++++ RECORDS SHOWN ++++

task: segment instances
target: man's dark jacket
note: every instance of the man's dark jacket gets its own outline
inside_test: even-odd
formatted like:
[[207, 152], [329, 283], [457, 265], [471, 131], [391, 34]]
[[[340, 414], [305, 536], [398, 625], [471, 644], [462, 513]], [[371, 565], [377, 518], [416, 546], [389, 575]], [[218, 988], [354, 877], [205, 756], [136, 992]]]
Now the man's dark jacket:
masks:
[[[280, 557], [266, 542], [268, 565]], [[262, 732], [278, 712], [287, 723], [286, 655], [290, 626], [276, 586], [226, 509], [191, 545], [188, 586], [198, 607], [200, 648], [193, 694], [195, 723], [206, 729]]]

++++

▶ [PROBLEM DESCRIPTION] Write out the lines from the start of the material up to and including the line with "[[207, 152], [329, 283], [457, 265], [471, 131], [391, 34]]", replacing "jacket" with "coat" and leaving everything else unchanged.

▶ [EXERCISE ANSWER]
task: segment instances
target: man's dark coat
note: every instance of the man's dark coat gets its own outline
inside_test: even-odd
formatted like:
[[207, 152], [329, 283], [457, 265], [471, 131], [391, 34]]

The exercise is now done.